RECORDED DATA:
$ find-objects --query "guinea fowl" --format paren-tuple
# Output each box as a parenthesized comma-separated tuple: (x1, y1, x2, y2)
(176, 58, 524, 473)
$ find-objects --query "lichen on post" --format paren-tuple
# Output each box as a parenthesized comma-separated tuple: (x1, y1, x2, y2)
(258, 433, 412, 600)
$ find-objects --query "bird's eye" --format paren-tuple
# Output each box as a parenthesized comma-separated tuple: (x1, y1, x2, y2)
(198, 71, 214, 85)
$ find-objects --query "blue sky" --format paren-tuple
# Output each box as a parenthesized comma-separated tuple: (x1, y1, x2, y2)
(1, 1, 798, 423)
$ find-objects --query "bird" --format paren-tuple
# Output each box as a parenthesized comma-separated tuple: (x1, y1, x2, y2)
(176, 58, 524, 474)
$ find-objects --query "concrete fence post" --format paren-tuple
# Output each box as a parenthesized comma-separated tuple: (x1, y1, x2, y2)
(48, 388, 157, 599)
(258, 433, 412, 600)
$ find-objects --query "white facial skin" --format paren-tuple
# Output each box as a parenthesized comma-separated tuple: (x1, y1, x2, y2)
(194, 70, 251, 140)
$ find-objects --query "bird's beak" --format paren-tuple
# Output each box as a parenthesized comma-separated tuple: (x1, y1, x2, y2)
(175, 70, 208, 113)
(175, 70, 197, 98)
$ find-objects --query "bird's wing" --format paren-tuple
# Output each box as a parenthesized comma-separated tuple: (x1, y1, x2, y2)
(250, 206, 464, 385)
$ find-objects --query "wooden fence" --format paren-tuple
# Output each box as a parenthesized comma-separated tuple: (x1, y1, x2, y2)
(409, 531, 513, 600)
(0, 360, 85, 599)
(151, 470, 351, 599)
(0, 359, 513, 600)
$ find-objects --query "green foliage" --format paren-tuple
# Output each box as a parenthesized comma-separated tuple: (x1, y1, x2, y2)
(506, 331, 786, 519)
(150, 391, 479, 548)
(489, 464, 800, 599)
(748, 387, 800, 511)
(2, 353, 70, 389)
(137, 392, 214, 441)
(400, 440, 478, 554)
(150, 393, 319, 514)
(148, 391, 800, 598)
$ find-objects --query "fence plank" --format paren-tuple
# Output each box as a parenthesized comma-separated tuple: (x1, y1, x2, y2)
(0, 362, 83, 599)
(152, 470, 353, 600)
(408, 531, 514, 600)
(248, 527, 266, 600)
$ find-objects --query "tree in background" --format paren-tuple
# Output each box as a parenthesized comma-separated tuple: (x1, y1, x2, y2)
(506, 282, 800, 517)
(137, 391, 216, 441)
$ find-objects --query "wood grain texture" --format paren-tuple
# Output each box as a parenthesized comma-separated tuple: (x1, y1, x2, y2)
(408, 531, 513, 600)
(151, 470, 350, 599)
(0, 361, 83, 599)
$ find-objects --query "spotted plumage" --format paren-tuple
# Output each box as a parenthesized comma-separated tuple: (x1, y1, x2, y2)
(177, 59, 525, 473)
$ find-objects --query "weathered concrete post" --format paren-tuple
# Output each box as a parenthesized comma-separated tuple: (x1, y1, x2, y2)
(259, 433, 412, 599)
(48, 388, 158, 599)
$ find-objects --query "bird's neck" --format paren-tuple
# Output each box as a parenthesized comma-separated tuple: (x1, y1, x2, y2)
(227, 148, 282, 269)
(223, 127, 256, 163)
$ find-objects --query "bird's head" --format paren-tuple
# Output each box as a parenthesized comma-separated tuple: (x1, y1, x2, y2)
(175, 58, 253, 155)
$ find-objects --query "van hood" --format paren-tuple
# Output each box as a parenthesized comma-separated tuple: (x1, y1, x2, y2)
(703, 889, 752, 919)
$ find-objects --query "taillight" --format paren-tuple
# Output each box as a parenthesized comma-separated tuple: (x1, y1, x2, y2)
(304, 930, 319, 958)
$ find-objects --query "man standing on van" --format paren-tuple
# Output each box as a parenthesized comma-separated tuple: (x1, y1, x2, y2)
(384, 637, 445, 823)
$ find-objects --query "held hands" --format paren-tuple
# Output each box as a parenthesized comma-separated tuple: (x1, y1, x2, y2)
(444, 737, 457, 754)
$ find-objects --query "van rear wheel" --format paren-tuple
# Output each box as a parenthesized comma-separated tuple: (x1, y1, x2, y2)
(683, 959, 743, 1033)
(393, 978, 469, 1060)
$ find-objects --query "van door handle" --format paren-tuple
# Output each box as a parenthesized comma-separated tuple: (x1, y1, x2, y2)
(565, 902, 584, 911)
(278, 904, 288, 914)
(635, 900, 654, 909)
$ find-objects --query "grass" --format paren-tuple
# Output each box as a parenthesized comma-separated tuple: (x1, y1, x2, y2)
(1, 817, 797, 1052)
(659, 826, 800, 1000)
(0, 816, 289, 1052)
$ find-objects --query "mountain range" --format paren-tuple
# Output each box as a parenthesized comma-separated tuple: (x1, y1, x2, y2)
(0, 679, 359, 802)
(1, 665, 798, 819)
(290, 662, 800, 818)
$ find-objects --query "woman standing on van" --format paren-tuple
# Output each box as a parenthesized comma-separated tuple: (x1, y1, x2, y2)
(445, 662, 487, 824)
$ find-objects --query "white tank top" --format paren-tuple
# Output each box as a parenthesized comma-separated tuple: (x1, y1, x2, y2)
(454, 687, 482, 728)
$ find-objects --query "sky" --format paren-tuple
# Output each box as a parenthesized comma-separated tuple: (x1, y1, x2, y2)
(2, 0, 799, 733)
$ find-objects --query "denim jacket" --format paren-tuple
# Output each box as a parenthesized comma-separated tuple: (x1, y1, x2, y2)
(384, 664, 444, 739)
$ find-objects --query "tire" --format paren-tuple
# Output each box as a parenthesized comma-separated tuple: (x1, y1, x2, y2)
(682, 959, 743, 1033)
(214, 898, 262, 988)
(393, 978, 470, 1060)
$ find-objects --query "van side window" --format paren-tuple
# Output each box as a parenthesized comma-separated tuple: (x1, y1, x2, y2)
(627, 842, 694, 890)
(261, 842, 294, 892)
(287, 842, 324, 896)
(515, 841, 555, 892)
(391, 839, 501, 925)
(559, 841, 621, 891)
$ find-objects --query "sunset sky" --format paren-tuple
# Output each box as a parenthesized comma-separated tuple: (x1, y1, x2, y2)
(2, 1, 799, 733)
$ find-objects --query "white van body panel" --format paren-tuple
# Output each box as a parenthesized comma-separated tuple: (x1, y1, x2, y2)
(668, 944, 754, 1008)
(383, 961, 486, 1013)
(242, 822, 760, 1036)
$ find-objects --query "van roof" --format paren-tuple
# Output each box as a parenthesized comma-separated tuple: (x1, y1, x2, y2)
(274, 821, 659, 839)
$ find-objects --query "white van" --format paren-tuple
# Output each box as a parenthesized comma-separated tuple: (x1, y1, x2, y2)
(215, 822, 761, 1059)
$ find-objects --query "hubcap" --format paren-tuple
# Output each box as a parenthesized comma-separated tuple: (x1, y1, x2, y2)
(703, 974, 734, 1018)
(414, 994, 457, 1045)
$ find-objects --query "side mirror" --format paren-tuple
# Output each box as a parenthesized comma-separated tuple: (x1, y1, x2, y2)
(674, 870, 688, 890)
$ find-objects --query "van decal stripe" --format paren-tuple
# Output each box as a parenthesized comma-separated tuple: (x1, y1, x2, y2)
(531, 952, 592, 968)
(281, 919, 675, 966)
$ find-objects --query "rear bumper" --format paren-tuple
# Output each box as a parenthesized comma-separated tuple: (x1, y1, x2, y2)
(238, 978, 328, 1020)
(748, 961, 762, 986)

GOAL OF THE EXERCISE:
Task for the records above: copy every line in which the word "fence" occurs.

SOLUTION:
$ find-objects --query "concrete fence post" --format paren-tuple
$ find-objects --query "wooden fence" --format paren-tuple
$ find-objects --query "fence plank" --format paren-tuple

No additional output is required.